What you should do →
Below is some data. Retype exactly the lines starting at the one with "-- sample [90,142]." and ending at the one with "-- sample [55,139].".

The records →
##############################

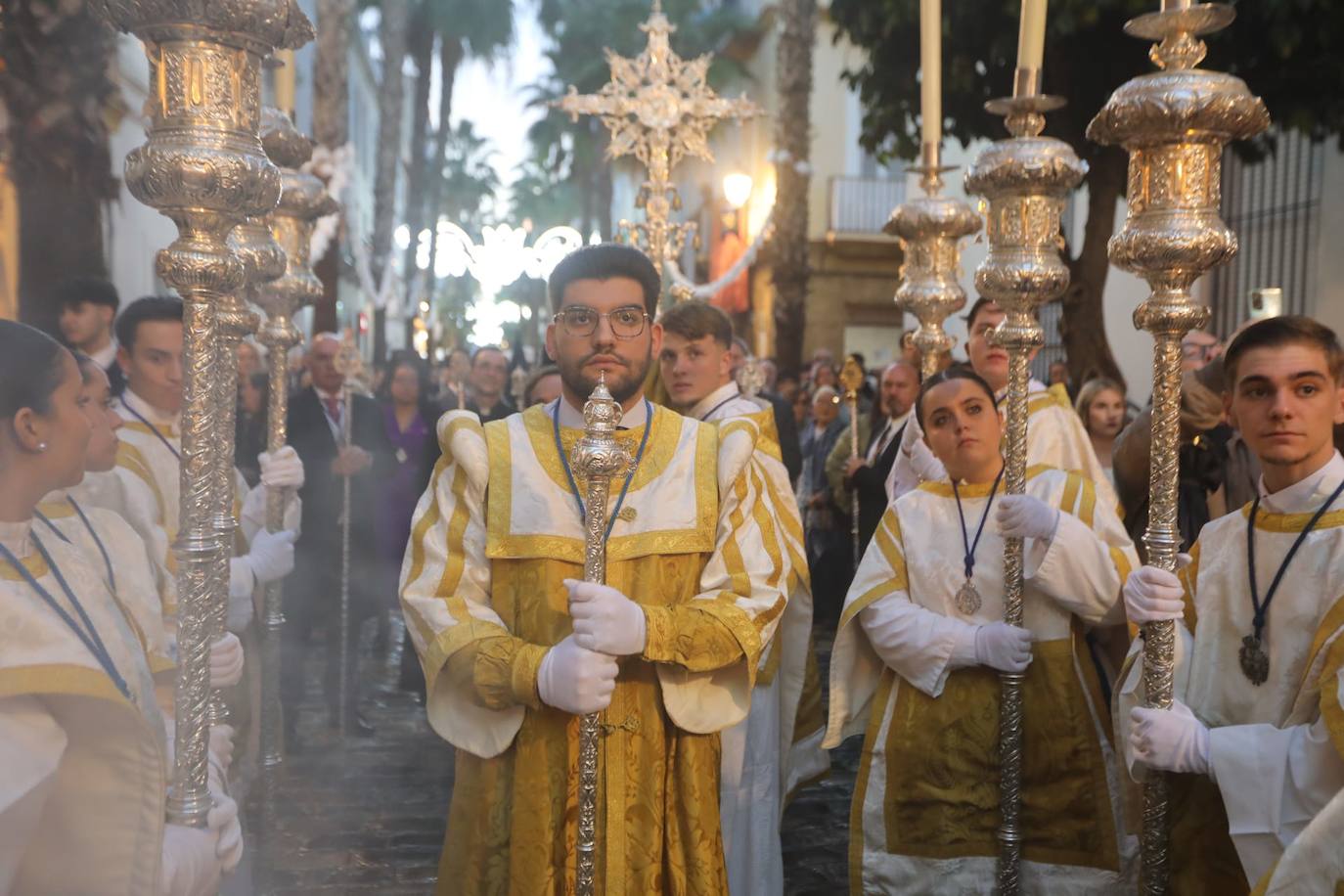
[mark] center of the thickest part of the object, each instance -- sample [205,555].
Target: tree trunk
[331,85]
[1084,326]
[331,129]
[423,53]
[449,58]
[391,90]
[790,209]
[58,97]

##############################

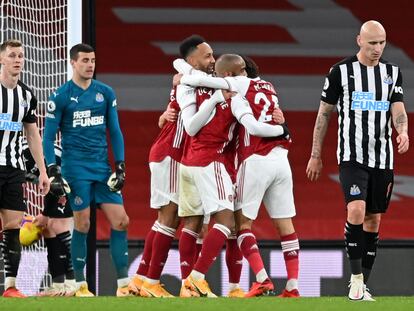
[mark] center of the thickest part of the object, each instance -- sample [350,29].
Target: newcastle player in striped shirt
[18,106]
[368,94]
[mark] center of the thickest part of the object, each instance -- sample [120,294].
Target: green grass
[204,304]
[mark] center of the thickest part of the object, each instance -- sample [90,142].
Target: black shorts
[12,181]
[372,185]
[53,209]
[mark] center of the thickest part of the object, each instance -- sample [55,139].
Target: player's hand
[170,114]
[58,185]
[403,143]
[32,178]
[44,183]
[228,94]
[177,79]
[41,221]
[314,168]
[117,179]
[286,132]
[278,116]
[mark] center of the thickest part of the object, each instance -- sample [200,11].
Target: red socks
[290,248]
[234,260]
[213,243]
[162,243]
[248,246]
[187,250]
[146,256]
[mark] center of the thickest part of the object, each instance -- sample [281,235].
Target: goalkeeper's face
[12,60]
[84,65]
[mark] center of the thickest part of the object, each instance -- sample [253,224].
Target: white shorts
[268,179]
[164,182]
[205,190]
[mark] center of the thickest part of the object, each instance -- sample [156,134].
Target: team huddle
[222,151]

##############################

Reply →
[mark] center of the thickest part of the object, each instance -- sample [90,142].
Target: black shorts
[12,181]
[372,185]
[53,209]
[mark] center of the thickest part of the object, each instance -- sample [55,139].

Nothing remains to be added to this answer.